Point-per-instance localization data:
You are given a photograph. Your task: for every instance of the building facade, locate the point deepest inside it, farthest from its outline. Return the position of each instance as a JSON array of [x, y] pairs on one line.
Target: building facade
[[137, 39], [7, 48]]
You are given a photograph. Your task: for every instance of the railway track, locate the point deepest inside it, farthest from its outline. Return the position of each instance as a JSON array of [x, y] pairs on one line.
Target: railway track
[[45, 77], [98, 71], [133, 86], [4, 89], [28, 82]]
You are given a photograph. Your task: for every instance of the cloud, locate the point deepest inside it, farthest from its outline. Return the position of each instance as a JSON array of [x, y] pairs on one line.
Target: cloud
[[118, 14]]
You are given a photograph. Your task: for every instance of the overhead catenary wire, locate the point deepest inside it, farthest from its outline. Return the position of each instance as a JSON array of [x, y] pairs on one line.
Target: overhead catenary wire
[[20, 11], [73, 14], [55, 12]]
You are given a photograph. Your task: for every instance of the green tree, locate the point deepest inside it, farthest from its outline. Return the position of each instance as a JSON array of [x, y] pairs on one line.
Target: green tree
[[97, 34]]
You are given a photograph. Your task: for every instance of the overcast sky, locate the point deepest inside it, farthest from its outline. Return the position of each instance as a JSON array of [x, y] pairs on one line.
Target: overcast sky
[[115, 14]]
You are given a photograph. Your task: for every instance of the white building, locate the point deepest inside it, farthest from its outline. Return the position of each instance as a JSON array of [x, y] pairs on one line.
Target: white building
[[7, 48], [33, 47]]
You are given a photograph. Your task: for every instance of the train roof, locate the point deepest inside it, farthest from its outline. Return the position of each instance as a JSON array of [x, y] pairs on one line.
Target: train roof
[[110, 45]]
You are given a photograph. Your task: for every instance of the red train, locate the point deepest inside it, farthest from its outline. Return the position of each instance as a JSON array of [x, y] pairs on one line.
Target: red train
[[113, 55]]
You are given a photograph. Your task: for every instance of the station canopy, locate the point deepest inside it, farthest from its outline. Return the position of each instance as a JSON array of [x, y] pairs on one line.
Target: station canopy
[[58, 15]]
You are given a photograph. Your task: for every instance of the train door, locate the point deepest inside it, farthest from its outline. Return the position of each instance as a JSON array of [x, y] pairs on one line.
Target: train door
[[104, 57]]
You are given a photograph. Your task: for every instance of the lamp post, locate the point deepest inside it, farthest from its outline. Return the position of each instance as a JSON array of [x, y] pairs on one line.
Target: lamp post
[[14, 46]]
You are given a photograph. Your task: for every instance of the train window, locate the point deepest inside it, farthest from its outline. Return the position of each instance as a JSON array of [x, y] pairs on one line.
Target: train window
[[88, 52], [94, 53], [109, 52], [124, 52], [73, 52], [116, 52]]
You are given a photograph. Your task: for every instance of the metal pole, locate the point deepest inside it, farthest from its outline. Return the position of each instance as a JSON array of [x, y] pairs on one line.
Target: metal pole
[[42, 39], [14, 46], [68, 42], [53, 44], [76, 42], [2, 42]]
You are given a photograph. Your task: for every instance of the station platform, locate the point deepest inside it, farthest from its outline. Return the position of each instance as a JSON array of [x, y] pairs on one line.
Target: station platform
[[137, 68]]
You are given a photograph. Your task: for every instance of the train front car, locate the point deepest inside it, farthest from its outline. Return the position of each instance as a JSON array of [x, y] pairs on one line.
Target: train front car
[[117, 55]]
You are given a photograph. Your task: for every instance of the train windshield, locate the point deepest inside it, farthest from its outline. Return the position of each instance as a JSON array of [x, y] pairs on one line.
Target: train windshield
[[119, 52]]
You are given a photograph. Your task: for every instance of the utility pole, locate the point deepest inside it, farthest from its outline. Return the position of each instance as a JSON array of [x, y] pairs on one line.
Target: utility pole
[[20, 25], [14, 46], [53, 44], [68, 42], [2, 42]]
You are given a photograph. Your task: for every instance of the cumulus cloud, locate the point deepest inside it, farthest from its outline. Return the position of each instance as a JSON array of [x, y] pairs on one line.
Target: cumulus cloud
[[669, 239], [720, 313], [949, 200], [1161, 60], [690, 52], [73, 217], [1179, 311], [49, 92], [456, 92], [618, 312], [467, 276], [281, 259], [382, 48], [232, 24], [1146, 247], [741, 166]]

**Task directions**
Please copy the lines above from the line with "Target: station platform" up to and including the line with "of the cumulus", exactly as written and with nothing else.

**Task result**
Target: station platform
[[137, 68]]
You are given a photograph. Your task: for every instance of the train front car, locate the point deepest inside it, farthest from its outline. Return the position of each instance as a JSON array of [x, y] pairs on one line.
Target: train front car
[[117, 55]]
You are given a photograph. Your task: for every instance of the train windshield, locate the point deepest inside it, farthest from its outline. Return the position of each instance as a JSON array of [x, y] pairs on one line.
Target: train windshield
[[119, 52]]
You are given a photograph. Your task: for every instance of the utility pole, locate the point deepest inside it, farthest from its outline. Return the position of each instance as a JSON array of [x, y] pairs on one line.
Target: utility pole
[[20, 25], [14, 46], [53, 44], [68, 42], [2, 42]]
You are given a photograph. Your task: for every instance of the cumulus cloud, locate the point deepest inside it, farthest from its outline. Return the position of each instance as a JSON array of [x, y] pairs on one line.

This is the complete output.